Task directions:
Using the F2L trainer thread below, answer these:
1. Which setting is said to be for 2am sessions?
2. How many people had voted that the trainer was a good idea when Thomas Henrissat said he would start working on it?
3. What part of the trainer was he working on when he replied to Lux?

Text section:
════════

# F2L Trainer Interest Check



## Thomas Henrissat (Aug 10, 2018)

Hello everyone !

I have recently been looking for a F2L trainer to help me improve my efficiency, but haven’t been able to find exactly what I was looking for. So I thought, if it doesn’t exist, why don’t you make it?

Before throwing myself head first into this, I wanted to ask you fellow cubers if you would be interested by this idea. Here are the main goal and the features I had in mind:

*Main Goal*
Help speedcubers to practice F2L cases efficiently, without having to do whole solves. The trainer gives you a scramble for a random case, you solve it and go on to the next one.

*Main features*
- Scramble to get to a random case from a solved cube
- Cube representation of the case
- Optimal solution(s)
- Timer

*Settings*
- Choose subset(s) to practice (Ex: Corner down, edge on top)
- Hide solution(s)
- Disable timer
- Dark theme (for your 2am sessions)

*Other ideas*
- Training by levels (from basic cases to most complex)
- Algorithm preferences (no cube rotation, no F or B moves, no wide moves)

Tell me what you think! If you have any recommendations feel free to tell me, it’s still just an idea.

Thank’s for time


----------



## Tabe (Aug 10, 2018)

That sounds good to me and is something I would definitely benefit from.


----------



## AMCuber (Aug 10, 2018)

I would use it without hesitation.


----------



## Thomas Henrissat (Aug 11, 2018)

Hi, thank you for your answers. As of right now twelve people voted that it's a good idea, it's enough for me. I'm going to start working on it today and will keep you updated. I have no idea how long it's going to take but I hope to have a working demo pretty fast.


----------



## Lux (Aug 11, 2018)

It seems to be quite a great idea!


----------



## Thomas Henrissat (Aug 11, 2018)

Lux said:


> It seems to be quite a great idea!


Thank you ! I'm currently working on the cube representation, I'm trying to make it display a cube state from a scramble, not easy.


----------



## pglewis (Aug 11, 2018)

════════

Stored data:
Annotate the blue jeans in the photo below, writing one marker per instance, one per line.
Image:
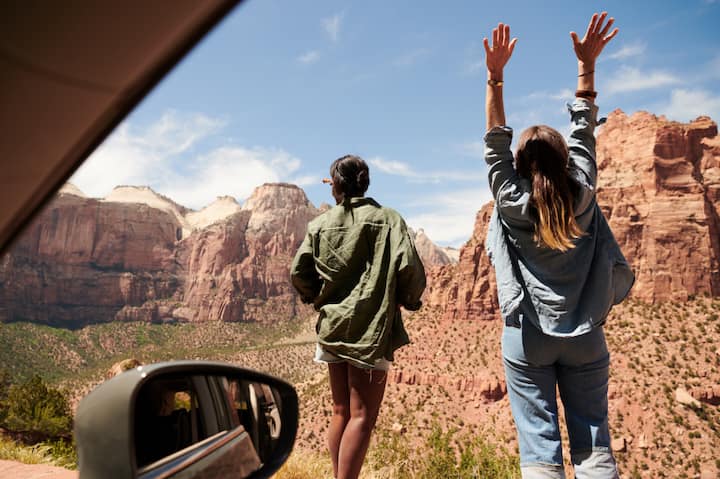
(534, 365)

════════

Written reply:
1. Dark theme
2. Twelve
3. The cube representation, which he was trying to make display a cube state from a scramble